-- Source data start --

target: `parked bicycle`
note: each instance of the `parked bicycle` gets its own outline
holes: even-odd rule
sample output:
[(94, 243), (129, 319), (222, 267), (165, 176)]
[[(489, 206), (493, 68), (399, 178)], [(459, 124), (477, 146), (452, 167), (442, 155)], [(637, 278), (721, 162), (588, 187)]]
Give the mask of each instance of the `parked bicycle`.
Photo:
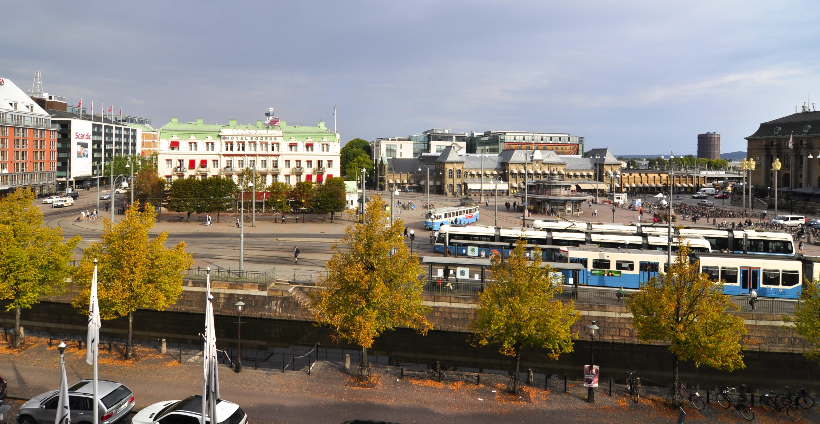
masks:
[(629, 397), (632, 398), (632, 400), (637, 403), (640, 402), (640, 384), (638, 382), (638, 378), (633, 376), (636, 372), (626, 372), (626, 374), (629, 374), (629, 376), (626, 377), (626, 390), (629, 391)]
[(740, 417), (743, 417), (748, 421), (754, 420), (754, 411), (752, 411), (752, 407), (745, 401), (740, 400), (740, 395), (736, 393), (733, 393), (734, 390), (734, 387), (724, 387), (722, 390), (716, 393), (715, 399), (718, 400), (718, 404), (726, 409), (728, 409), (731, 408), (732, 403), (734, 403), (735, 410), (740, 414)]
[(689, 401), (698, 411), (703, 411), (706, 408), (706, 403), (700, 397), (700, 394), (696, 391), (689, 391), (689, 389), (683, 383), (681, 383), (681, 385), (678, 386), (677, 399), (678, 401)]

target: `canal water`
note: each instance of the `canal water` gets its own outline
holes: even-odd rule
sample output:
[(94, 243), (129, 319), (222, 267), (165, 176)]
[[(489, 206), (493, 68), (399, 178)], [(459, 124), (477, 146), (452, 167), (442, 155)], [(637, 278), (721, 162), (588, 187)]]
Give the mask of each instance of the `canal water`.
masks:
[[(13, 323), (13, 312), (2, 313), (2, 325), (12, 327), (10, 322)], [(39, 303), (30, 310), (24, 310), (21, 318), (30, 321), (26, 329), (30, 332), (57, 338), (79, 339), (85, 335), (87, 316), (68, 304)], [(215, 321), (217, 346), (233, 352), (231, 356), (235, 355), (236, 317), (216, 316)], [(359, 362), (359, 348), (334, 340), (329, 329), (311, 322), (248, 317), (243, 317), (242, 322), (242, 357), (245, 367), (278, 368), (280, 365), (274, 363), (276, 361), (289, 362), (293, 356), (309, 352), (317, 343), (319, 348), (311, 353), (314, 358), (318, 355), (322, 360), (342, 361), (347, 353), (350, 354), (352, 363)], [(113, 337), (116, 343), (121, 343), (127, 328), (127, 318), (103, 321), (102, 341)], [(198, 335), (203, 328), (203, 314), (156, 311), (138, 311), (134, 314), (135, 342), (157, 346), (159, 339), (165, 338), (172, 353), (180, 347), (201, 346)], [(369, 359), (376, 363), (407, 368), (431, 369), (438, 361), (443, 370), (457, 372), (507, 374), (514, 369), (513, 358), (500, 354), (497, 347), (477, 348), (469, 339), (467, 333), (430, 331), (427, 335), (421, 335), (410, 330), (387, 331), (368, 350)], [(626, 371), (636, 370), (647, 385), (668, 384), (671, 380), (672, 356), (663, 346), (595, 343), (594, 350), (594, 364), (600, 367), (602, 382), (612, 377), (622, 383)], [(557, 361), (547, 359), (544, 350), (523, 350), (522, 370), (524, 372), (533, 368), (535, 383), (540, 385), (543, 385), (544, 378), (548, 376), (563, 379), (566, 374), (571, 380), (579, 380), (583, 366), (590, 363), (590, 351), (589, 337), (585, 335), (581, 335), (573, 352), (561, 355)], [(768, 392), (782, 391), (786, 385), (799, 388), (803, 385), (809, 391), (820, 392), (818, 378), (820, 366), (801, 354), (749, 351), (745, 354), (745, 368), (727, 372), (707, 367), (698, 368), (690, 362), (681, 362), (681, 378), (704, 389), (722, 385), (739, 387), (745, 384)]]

-- Source data end --

_Exercise_
Please reproduce every one of the records above line for line, leaving out the pictures.

_Reply to the exercise_
target: `parked bicycle`
note: each instance of the `parked bicycle` gets its own outline
holes: even-odd rule
sample output:
[(94, 243), (129, 319), (222, 267), (165, 176)]
[[(489, 206), (493, 68), (399, 178)], [(459, 124), (477, 146), (452, 167), (442, 155)], [(637, 278), (721, 162), (588, 187)]]
Give the mask of each instance of the `parked bicycle`.
Photo:
masks:
[(629, 397), (632, 398), (632, 400), (637, 403), (640, 402), (640, 384), (638, 382), (638, 378), (633, 376), (636, 372), (626, 372), (626, 374), (629, 374), (629, 376), (626, 377), (626, 390), (629, 391)]
[(740, 417), (743, 417), (748, 421), (754, 420), (754, 411), (752, 411), (752, 407), (745, 401), (740, 400), (740, 395), (736, 393), (733, 393), (734, 390), (734, 387), (724, 387), (722, 390), (716, 393), (715, 399), (718, 400), (718, 404), (726, 409), (728, 409), (731, 408), (732, 403), (734, 403), (735, 410), (740, 414)]
[(689, 401), (698, 411), (703, 411), (706, 408), (706, 403), (700, 397), (700, 394), (696, 391), (689, 391), (689, 389), (683, 383), (681, 383), (681, 385), (678, 386), (677, 399), (678, 401)]

target: `canal water`
note: each instance of the `canal water` gets its own outline
holes: even-odd rule
sample output:
[(94, 243), (129, 319), (222, 267), (165, 176)]
[[(489, 206), (493, 68), (399, 178)], [(459, 124), (477, 146), (452, 167), (442, 155)], [(637, 278), (721, 162), (588, 187)]]
Give the mask of each instance of the `canal water`.
masks:
[[(13, 323), (13, 312), (2, 313), (2, 325), (12, 327), (10, 322)], [(39, 303), (30, 310), (24, 310), (21, 318), (30, 321), (26, 329), (30, 332), (57, 338), (79, 339), (85, 335), (87, 316), (68, 304)], [(215, 321), (217, 346), (233, 352), (231, 356), (235, 355), (236, 317), (216, 316)], [(359, 362), (359, 348), (334, 340), (329, 329), (311, 322), (248, 317), (243, 317), (242, 322), (242, 357), (245, 367), (278, 368), (280, 365), (274, 363), (276, 361), (289, 362), (293, 356), (309, 352), (317, 343), (319, 348), (311, 353), (314, 358), (318, 355), (322, 360), (342, 361), (347, 353), (350, 354), (352, 363)], [(113, 337), (116, 343), (121, 343), (127, 328), (127, 318), (103, 321), (102, 341)], [(198, 335), (203, 328), (203, 314), (156, 311), (138, 311), (134, 314), (135, 342), (157, 346), (159, 339), (165, 338), (172, 353), (180, 347), (201, 346)], [(369, 359), (376, 363), (407, 368), (431, 369), (438, 361), (443, 370), (457, 372), (507, 374), (514, 369), (513, 358), (500, 354), (497, 347), (477, 348), (469, 339), (467, 333), (430, 331), (427, 335), (421, 335), (410, 330), (387, 331), (368, 350)], [(626, 371), (636, 370), (647, 385), (668, 384), (671, 380), (672, 356), (663, 346), (595, 343), (594, 350), (594, 364), (600, 367), (602, 382), (612, 377), (622, 383)], [(557, 361), (547, 359), (544, 350), (523, 350), (522, 370), (524, 372), (533, 368), (535, 383), (540, 385), (543, 385), (544, 378), (548, 376), (563, 379), (566, 374), (571, 380), (579, 380), (583, 366), (590, 363), (590, 351), (589, 337), (585, 335), (581, 335), (573, 352), (561, 355)], [(768, 392), (782, 391), (786, 385), (799, 388), (803, 385), (809, 391), (820, 392), (818, 378), (820, 366), (801, 354), (749, 351), (745, 354), (745, 368), (727, 372), (707, 367), (698, 368), (690, 362), (681, 362), (681, 378), (704, 389), (722, 385), (739, 387), (745, 384)]]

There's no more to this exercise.